# Selected passage
++++++++
Q+A: What Does the MLB All-Star Game Have to Do with Antitrust Exemptions?

Major League Baseball has held the antitrust exemption since 1922.

Last week, Rep. Jeff Duncan (South Carolina) and Sen. Mike Lee (Utah) introduced legislation to end the antitrust exemption Major League Baseball (MLB) has held for nearly 100 years. While most see this a punitive measure after the MLB moved its 2021 All-Star Game from Atlanta, Georgia to Denver, Colorado in protest of Georgia’s recently passed voting laws, this is not first time MLB’s antitrust exemption has been debated.

Joel Maxcy, PhD, a professor in the LeBow College of Business, spoke with the Drexel News Blog about the history of the exemption and what’s at stake for the MLB.

What is the history of the MLB’s antitrust exemption?

The exemption derives from the 1922 US Supreme Court decision in Federal Baseball Club of Baltimore v. National League of Baseball Clubs et al., commonly referred to as Federal Baseball. The Federal League operated as a third major league in 1914-15, a legitimate rival league to the existing major leagues, National League (NL) and American League (AL). The AL, NL, and their affiliated minor leagues, had entered into an agreement in 1903 not to tamper or negotiate with players under contract from other clubs and leagues. This player reservation system included a mandatory contractual clause that allowed a player’s current club to perpetually renew players’ contracts.
++++++++
# Written problem A
Pull out every line of the records below that contains the word "green", and copy each one in full.

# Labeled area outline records
++++++++
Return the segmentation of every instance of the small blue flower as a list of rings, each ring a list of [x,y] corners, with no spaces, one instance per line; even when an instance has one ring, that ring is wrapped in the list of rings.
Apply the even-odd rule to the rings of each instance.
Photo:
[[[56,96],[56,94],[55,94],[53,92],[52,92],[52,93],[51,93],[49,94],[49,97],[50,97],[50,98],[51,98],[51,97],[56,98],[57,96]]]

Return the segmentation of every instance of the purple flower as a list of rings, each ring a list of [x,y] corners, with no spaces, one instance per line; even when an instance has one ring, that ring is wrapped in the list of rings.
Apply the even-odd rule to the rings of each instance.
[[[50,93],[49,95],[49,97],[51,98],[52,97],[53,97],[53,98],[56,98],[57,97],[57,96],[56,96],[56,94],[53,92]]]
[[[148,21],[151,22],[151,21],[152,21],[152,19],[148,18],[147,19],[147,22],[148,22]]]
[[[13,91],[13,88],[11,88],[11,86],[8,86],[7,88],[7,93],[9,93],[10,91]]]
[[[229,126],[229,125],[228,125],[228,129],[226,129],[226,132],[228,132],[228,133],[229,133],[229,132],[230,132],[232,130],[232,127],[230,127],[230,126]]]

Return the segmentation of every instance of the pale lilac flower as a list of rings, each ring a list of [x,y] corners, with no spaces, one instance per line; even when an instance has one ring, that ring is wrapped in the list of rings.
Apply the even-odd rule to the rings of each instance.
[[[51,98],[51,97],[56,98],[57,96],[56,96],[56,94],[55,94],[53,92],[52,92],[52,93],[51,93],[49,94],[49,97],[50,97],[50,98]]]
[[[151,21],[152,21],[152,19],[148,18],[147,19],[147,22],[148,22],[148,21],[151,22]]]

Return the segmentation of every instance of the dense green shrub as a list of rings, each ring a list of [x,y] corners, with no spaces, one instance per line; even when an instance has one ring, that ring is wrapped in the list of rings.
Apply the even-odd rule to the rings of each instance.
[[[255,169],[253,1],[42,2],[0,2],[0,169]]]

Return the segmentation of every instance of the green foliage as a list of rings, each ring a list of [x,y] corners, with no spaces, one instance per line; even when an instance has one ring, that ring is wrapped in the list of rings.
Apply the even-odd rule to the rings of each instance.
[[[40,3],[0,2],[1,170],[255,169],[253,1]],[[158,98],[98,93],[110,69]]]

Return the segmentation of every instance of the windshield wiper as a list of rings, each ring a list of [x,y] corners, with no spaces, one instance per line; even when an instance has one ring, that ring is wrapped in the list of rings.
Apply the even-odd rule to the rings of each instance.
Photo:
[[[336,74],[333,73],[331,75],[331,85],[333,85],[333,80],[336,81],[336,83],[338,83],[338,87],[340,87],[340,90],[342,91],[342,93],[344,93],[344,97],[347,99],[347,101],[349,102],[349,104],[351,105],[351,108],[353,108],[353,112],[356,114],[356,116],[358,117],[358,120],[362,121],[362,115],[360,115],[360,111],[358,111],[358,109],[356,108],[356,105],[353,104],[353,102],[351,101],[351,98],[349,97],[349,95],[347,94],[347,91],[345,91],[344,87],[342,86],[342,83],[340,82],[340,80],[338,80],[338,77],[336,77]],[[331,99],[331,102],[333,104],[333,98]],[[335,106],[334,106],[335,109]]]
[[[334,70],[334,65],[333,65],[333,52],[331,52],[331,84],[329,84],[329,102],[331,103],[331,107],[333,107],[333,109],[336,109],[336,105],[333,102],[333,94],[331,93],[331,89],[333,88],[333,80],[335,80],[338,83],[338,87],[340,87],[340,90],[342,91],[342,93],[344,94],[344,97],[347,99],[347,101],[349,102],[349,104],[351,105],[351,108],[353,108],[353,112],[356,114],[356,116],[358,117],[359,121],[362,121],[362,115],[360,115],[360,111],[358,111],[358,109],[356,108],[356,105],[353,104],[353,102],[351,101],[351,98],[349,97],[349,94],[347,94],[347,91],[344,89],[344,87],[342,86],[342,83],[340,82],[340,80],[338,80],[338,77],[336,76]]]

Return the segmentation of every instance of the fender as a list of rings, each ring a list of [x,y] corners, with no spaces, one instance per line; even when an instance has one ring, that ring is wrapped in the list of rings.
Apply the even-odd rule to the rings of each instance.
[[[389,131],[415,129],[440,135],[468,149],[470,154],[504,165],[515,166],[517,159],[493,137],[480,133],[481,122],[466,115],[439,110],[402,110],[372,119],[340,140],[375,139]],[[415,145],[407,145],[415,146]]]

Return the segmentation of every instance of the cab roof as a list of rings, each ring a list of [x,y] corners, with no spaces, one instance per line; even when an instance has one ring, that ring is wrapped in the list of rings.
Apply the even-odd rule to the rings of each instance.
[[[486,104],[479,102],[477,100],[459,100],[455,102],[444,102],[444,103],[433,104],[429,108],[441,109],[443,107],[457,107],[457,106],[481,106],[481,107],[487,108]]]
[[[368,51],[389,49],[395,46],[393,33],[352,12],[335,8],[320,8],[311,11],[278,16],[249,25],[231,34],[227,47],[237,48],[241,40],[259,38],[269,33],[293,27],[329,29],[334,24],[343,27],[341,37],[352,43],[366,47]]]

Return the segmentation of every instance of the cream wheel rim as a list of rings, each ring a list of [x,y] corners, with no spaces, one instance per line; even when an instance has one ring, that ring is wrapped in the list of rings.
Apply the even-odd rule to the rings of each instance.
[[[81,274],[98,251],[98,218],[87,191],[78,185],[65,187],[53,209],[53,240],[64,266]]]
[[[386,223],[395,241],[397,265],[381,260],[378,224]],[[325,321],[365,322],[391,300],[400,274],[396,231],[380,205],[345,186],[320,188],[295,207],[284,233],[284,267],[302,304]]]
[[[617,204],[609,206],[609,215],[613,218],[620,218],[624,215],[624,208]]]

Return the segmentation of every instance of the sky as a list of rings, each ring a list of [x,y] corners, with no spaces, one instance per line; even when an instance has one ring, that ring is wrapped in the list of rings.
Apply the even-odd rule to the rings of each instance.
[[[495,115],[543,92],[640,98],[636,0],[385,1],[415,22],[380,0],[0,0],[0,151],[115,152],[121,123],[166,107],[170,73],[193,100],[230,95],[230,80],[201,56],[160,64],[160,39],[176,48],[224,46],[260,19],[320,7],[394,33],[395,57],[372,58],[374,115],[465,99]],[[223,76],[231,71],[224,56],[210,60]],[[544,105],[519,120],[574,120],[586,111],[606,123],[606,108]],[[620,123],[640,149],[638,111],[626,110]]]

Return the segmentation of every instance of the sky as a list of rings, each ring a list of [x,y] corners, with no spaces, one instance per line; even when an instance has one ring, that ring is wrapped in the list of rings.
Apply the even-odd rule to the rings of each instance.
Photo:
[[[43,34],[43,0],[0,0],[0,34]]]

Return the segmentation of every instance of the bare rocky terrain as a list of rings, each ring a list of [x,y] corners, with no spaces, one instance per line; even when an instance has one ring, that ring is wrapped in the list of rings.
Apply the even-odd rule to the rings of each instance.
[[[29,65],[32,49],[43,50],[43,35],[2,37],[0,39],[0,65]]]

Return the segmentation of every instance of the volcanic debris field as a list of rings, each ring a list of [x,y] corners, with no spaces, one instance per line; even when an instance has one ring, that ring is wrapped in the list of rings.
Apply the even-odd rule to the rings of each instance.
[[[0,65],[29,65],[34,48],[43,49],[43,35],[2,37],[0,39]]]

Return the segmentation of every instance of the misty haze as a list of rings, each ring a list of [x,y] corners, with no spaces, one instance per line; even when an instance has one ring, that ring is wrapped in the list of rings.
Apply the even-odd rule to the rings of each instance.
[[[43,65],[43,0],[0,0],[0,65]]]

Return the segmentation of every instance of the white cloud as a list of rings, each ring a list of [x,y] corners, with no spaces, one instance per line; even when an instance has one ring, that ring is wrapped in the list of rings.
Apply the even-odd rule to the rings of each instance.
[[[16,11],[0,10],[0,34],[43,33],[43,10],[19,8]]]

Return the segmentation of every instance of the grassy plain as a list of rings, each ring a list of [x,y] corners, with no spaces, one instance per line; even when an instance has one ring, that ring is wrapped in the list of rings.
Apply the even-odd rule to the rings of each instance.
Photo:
++++++++
# Written problem B
Summarize the passage about baseball's antitrust exemption in three sentences.

# Correct output A
Return the segmentation of every instance of the dense green shrub as a list of rings, each ring a list of [x,y] corners, with no spaces, one instance per line; even when an instance has one ring, that ring is wrapped in the list of rings.
Return the segmentation of every instance of the green foliage as a list of rings, each ring a list of [x,y] corners, with no spaces, one instance per line; even when an instance has one ring, that ring is wrapped in the list of rings.

# Correct output B
Rep. Jeff Duncan and Sen. Mike Lee introduced legislation last week to end the antitrust exemption Major League Baseball has held for nearly 100 years. Most see the bill as punishment for MLB moving its 2021 All-Star Game from Atlanta to Denver in protest of Georgia's new voting laws, though the exemption has been debated before. The exemption comes from the 1922 Supreme Court decision known as Federal Baseball, issued after the Federal League ran as a rival major league in 1914-15 while the AL, NL and their minor leagues kept a 1903 agreement not to tamper with other clubs' contracted players.